§ OBJECTIVE
Pull out each line of the records below that contains the string "hair", and copy those lines without any change.

§ INPUT FOR THIS TASK

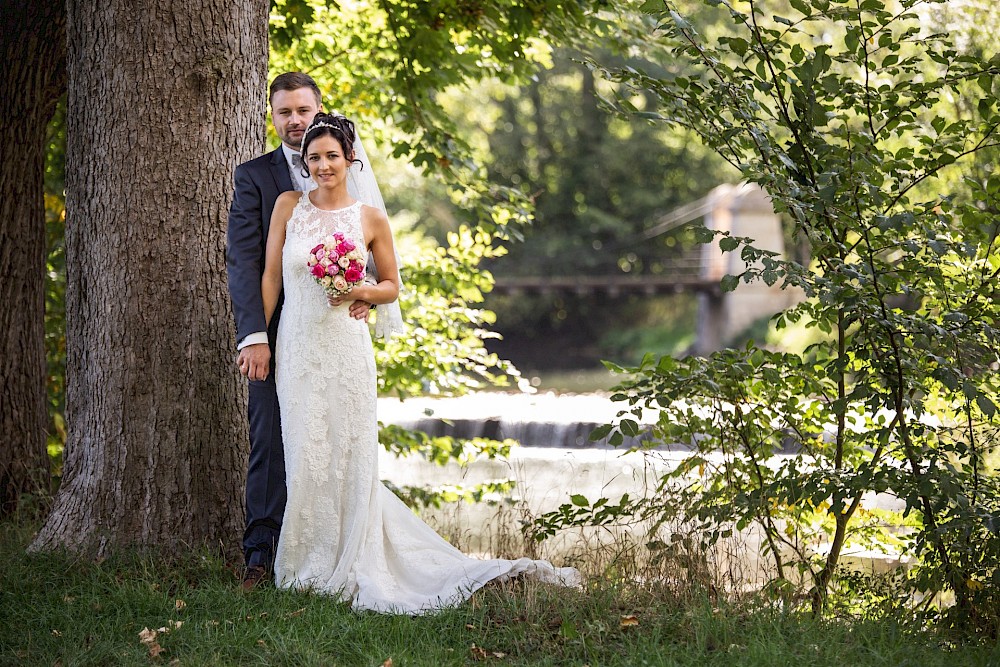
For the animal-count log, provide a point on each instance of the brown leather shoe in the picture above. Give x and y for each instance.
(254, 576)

* * *

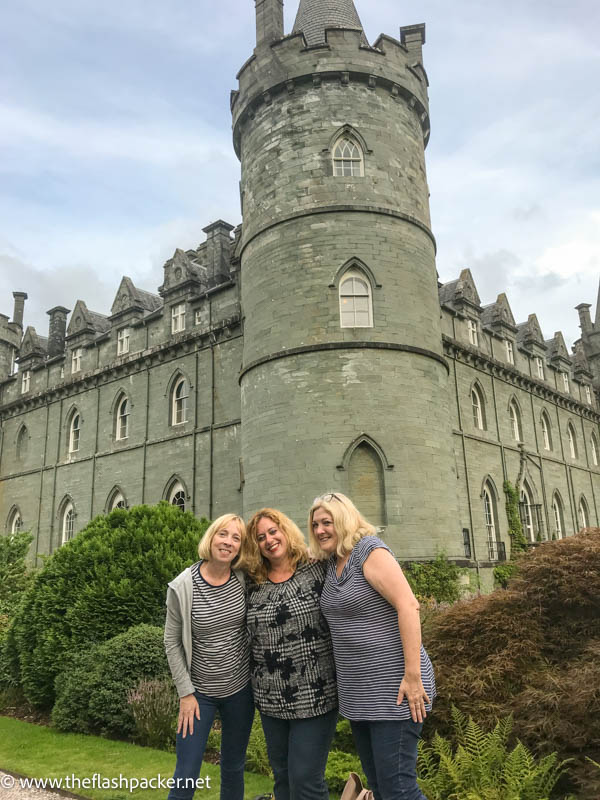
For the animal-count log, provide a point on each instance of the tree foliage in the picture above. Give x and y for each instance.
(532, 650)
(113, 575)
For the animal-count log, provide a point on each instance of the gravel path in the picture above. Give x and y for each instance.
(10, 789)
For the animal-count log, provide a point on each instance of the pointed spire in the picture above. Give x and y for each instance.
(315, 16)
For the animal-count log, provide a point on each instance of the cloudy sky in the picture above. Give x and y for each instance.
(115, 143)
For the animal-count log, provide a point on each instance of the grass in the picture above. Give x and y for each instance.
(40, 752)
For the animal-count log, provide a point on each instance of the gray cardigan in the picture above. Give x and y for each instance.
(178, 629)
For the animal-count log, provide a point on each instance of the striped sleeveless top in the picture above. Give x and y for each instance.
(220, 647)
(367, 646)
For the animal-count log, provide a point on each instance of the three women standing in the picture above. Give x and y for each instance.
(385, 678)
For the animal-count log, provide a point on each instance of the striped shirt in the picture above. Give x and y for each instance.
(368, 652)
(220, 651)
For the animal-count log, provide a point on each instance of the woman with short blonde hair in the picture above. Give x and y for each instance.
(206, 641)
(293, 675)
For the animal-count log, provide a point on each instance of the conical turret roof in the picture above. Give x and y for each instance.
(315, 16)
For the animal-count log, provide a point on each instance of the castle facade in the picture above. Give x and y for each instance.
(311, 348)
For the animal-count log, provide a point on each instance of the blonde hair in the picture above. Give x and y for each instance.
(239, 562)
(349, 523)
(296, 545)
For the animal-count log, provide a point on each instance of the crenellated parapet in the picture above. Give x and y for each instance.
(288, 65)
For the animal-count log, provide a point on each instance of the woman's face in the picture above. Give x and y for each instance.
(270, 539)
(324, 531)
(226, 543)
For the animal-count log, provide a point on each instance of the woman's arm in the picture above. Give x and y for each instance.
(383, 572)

§ EXERCISE SOLUTION
For the animal-count log, provide a point on each instance of the woman with short blonde hair in the picture above. Give x and y for each instance.
For the animal-count log, provide a point on each instance of the blonde hair in the picture above. Give x and y for each instance.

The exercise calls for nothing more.